Natural language region descriptions:
********************
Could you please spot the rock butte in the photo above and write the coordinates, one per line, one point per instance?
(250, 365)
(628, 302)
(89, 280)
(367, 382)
********************
PROBLEM DETAILS >> Write out every entry above, word for word.

RESPONSE TO THIS TASK >>
Could you please spot the rock butte in the photo above and write the coordinates, one per line, one point per instance?
(250, 365)
(628, 302)
(89, 280)
(367, 382)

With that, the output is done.